[Items from a data source]
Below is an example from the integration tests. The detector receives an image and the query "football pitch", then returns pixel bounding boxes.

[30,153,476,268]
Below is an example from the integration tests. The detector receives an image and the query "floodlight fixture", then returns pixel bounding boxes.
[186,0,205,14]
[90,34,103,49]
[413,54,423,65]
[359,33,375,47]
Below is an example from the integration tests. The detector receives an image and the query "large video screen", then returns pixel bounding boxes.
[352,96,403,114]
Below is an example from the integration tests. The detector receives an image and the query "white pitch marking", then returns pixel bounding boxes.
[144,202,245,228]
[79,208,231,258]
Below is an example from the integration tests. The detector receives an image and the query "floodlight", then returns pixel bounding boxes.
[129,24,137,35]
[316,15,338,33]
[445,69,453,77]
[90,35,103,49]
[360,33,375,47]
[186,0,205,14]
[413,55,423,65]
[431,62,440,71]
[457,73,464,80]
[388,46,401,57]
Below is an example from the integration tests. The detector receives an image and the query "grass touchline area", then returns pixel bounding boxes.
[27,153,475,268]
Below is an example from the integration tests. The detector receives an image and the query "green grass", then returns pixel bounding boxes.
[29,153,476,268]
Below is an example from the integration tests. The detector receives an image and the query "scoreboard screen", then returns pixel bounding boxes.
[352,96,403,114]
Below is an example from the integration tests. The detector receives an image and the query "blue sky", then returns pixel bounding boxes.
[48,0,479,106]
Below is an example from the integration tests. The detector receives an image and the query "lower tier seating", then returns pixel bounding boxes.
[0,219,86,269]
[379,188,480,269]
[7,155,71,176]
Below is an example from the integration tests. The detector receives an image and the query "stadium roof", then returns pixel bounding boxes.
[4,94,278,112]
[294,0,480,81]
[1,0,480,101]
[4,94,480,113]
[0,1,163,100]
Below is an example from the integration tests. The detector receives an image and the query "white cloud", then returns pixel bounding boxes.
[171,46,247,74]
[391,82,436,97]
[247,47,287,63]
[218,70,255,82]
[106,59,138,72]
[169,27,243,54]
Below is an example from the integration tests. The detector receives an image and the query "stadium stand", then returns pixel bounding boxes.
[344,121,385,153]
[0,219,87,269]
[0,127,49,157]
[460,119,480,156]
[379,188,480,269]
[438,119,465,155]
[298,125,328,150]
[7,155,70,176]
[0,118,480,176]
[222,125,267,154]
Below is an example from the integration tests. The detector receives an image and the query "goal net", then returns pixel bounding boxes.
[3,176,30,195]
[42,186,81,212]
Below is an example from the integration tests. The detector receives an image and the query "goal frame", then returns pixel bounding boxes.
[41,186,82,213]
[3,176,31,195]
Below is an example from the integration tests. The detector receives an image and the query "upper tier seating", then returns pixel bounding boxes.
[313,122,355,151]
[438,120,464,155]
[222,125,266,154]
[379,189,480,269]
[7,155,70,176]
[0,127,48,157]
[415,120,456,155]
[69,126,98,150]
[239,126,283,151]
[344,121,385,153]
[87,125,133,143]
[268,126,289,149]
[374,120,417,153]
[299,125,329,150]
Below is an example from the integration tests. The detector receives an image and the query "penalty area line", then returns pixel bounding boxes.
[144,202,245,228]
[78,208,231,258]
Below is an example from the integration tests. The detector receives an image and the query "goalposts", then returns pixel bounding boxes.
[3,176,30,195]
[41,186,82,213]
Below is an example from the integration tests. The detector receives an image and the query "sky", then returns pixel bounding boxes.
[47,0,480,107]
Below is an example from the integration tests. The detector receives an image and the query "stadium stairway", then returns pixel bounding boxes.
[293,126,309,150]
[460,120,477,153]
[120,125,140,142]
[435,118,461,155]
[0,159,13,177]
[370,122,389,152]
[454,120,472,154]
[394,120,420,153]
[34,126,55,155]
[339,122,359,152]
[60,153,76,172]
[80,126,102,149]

### Task description
The answer must be an exact reproduction of all the records.

### Reply
Below is an example from the integration tests. The detector receives an image and the query "football pitch", then returns pixel bounding boxes.

[30,153,476,268]
Below is an example from the integration tests. The detector receives an image and the query "floodlight fixture", then returns pixel bounding boxes.
[186,0,205,14]
[90,34,103,49]
[413,54,423,65]
[359,33,375,47]
Below is an example from the integration tests. The detector receives an image and the query "large video screen", then returns pixel bounding boxes.
[352,96,403,114]
Below is an example from the integration tests. The detector receives an image and the query "white pitch marking", then returns pixel bounding boxes.
[144,202,245,228]
[79,208,231,258]
Below is an example from the integration tests. The detector receives an image and the query "floodlight", then returns pixel bounding boxes.
[129,24,137,35]
[316,15,338,33]
[445,69,453,77]
[90,35,103,49]
[360,33,375,47]
[186,0,205,14]
[413,55,423,65]
[431,62,440,71]
[457,73,464,80]
[388,46,401,57]
Below is an example from the integration tests. The detector receives an image and the query "grass touchline area", then returns pixel bounding boxes.
[27,153,475,268]
Below is an example from the integration tests. The detector receives an image and the query "green grass", then returns pixel bounding boxes.
[29,153,476,268]
Below is an example from the integration tests. The detector receives an image and the query "scoreboard screen", then returns pixel bounding boxes.
[352,96,403,114]
Below is an example from the integration tests. The detector receives an image and the query "blue sky", then returns pixel bounding boxes.
[48,0,479,106]
Below is an example from the integration tests. The detector receives an image and the query "lower tier seating", then returns pixel bounding boxes.
[0,219,86,269]
[379,188,480,269]
[7,155,71,176]
Below is an example from the integration tests. The detector receives an image and the query "stadium roof", then returns pixel bounding boxes.
[4,94,278,112]
[294,0,480,81]
[1,0,480,101]
[4,94,480,113]
[0,1,163,100]
Below is an example from the integration tests. The detector receives an image and the query "white cloud", then returns pixel bounding boxes.
[171,46,247,74]
[391,82,436,97]
[247,47,287,63]
[218,70,255,82]
[106,59,138,72]
[169,27,243,54]
Below is an example from the integration tests. The detector receives an image and the query "stadium stand", then returns pixel bounding boxes.
[344,121,385,153]
[0,219,87,269]
[0,127,49,157]
[460,119,480,156]
[379,188,480,269]
[438,119,465,155]
[298,125,328,150]
[7,155,70,176]
[0,118,480,176]
[222,125,267,154]
Below is an example from the integration tests. The detector receives an image and the query "goal net", then returns pixel bounding boxes.
[3,176,30,195]
[42,186,81,212]
Below is an example from the integration tests. The detector receives an image and the query "goal frame", then returns pixel bounding boxes.
[41,186,82,213]
[3,176,31,195]
Below is an example from the integration tests. The detector receives an image and the query "upper tier seating", then returns pixel bounding boxes.
[313,122,355,151]
[438,120,464,155]
[222,125,266,154]
[379,189,480,269]
[7,155,70,176]
[0,127,48,157]
[415,120,456,155]
[69,126,98,150]
[239,126,283,151]
[344,121,385,153]
[87,125,133,143]
[268,126,289,149]
[374,120,417,153]
[299,125,329,150]
Below is an example from the integration tests. The detector receives an image and the query "penalty area line", then returns pixel bounding boxes.
[144,202,245,228]
[78,208,231,258]
Below is an example from the integration tests. The detector receives an image and the query "goalposts", then returns pixel bounding boxes.
[3,176,30,195]
[41,186,82,213]
Below is an example from the integration tests. The detector receives an image and the query "sky", then returns pixel bounding boxes.
[47,0,480,107]
Below is an example from the integration tests. The detector receives an image and the query "stadium stairway", then returns pixel bounding boxes.
[293,126,309,150]
[460,120,477,153]
[120,125,140,142]
[435,118,461,155]
[0,159,13,177]
[370,122,389,152]
[454,120,472,154]
[394,120,420,153]
[34,126,55,155]
[339,122,359,152]
[60,153,76,172]
[80,126,102,149]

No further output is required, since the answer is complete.